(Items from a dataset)
————————

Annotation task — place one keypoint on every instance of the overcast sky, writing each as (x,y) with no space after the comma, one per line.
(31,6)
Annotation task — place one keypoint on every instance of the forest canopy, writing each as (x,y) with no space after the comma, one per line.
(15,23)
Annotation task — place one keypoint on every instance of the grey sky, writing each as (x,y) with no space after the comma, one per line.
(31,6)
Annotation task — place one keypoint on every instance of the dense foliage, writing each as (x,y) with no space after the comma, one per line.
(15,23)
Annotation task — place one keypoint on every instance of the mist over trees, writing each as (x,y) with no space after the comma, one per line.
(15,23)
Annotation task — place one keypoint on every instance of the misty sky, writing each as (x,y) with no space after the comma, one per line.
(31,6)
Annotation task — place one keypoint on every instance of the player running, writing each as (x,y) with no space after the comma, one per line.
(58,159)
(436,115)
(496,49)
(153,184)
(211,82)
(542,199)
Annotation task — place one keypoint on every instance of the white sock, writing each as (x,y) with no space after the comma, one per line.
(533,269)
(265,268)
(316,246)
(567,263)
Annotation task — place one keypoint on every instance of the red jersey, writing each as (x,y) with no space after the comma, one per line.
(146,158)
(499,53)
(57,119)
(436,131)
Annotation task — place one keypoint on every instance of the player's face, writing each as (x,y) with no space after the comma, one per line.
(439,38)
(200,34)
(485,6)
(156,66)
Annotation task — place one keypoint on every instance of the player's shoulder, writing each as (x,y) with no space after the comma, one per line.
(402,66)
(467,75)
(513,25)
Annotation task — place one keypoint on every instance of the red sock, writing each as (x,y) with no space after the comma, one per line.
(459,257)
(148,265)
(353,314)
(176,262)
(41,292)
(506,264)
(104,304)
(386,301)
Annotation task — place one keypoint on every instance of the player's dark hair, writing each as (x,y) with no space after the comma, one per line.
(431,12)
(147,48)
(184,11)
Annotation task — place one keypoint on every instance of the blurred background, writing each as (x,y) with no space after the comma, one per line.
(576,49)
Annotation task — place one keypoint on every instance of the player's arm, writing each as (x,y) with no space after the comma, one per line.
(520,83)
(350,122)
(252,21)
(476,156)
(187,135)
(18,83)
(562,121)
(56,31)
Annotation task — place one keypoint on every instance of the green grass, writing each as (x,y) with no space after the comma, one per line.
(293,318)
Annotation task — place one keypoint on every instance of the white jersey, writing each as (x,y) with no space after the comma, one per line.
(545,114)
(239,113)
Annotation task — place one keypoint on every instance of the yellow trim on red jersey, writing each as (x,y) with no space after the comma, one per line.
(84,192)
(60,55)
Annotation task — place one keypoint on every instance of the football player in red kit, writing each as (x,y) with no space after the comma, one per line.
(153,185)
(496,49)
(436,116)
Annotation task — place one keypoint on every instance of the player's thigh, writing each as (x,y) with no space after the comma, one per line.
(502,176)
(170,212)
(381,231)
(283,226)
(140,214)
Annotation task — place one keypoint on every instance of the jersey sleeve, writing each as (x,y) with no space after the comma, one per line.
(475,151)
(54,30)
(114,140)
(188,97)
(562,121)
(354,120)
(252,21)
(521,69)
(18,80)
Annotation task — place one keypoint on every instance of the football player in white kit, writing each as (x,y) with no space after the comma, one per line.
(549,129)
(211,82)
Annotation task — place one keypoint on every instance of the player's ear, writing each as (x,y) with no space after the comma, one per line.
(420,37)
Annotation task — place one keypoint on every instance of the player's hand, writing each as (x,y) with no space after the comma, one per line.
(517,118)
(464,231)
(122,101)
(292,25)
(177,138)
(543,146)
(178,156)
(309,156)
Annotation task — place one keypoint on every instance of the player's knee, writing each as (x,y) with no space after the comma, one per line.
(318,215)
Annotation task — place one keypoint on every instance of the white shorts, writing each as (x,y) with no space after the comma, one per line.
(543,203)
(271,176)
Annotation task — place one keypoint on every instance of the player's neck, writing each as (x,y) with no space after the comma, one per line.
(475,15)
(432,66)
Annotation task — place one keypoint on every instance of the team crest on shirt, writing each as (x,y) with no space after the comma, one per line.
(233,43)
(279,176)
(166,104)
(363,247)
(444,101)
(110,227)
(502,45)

————————

### Directive
Copy out every entry again, exactly as it was given.

### Exercise answer
Annotation task — place one keypoint on every instance of the overcast sky, writing each as (x,y) with no space after the comma, one per line.
(31,6)
Annotation task — place one keypoint on every instance of the forest canopy, writing each as (x,y) with no space after the comma, one per line.
(15,23)
Annotation task — place one keypoint on every instance of the grey sky, writing each as (x,y) with no space after the comma, one per line.
(31,6)
Annotation task — place one keypoint on every instance of the dense foliage, writing each as (x,y) with no space after the comma, one per line.
(15,23)
Annotation task — place one keypoint on every instance of the mist over trees, writing each as (x,y) with no space after the comma, one per line.
(15,23)
Annotation task — place one keypoint on every instance of the misty sky, writing each as (x,y) with no space after the comma, one per line.
(31,6)
Annotation task — place one keypoint on every instance of the player running, writing each as (x,y) with no space after the comma, one per line.
(58,159)
(436,115)
(496,49)
(153,184)
(211,82)
(542,199)
Annotation task — place one keypoint on every instance of the white sock, writing each as (x,y) with no space after the comma, one per line.
(533,269)
(265,268)
(316,246)
(567,263)
Annotation task — place one keypoint on every instance of the red jersey, writing each as (x,y) with no space after the comma, one per line.
(146,158)
(499,53)
(57,119)
(436,131)
Annotation task — place one keypoint on every instance of the player's face, writing each as (x,y) with no space after the comma, one per line.
(439,38)
(200,34)
(485,6)
(156,66)
Annotation task — place one keypoint on every instance of the player's shoulder, writing each as (x,y) with no space after the comma, one per line.
(402,66)
(467,75)
(513,25)
Annotation task — place one keypoint on every instance of the red sock, writing each as (x,y) with no space after the comma, one per line.
(459,257)
(148,265)
(353,314)
(176,262)
(41,292)
(506,264)
(104,304)
(386,301)
Annotation task — place one keypoint on every instance of the player's dark hair, writing each as (x,y) with no space after the comma, one per line.
(431,12)
(147,48)
(184,11)
Annotation task — place one keypoint on every instance of the blurred background, writing each as (x,y) with no space after the comma, one per line.
(576,49)
Annotation task — place one keypoint on every instance of the player's arm, writing each as (x,y) with no space after the comma, one per line.
(520,83)
(350,122)
(252,21)
(476,156)
(187,135)
(18,83)
(562,121)
(56,31)
Annotation task — place one keypoint on every instance of the green grass, writing each as (x,y) with no space after the comma, one per line.
(293,318)
Annotation task — place one keypoint on every instance of the white jersey, writing each as (x,y) with no space after the comma, one per line.
(545,114)
(239,113)
Annotation task — place one keypoint on every instance of the yellow trim on red jersey, writing each as (x,y) with no space after the comma, one per line.
(84,192)
(60,55)
Annotation task — place one keypoint on every instance of the football player in red kit, writing each as (x,y) with no space after the comma, one per line.
(153,185)
(496,49)
(436,116)
Annotation task — place one keypoint on every instance of the player's thigh, writing each as (x,y) with no space after the comma, one per line.
(502,176)
(170,212)
(381,231)
(283,226)
(140,214)
Annotation task — place one keypoint on every instance of the jersey sleeve, writing each as (x,y) with no space after the comma, one per line.
(475,151)
(54,30)
(114,140)
(188,97)
(562,121)
(354,120)
(252,21)
(521,69)
(18,80)
Annotation task — place one keypoint on every instance of the football player in white kit, writing each as (x,y) with no space after the comma, one per line.
(549,129)
(211,82)
Annotation task — place one keypoint on every instance of the player's ear, writing each as (x,y) with no space after the comma, one per line.
(420,37)
Annotation task — place one keypoint on every instance of the player's hand, writing each as (x,y) with no space after the comma, one per line.
(517,118)
(464,231)
(122,101)
(292,25)
(177,138)
(543,146)
(178,156)
(309,156)
Annotation task — place one keypoint on every instance of the player's knee, writing each as (x,y) with no space after the comma, one per line.
(318,215)
Annotation task — place one keypoint on every instance of the white shorts, writing each as (x,y) with no space after the comma, one per line.
(543,203)
(271,176)
Annotation task — place one keypoint on every instance of the player's neck, writing each as (x,y) with no space after the comma, one per line.
(475,15)
(432,66)
Annotation task — place one keypoint on every instance of the team crest on shirt, writing each as (x,y) with no space after the comma, one per line.
(233,43)
(279,176)
(166,104)
(363,247)
(444,101)
(110,227)
(502,45)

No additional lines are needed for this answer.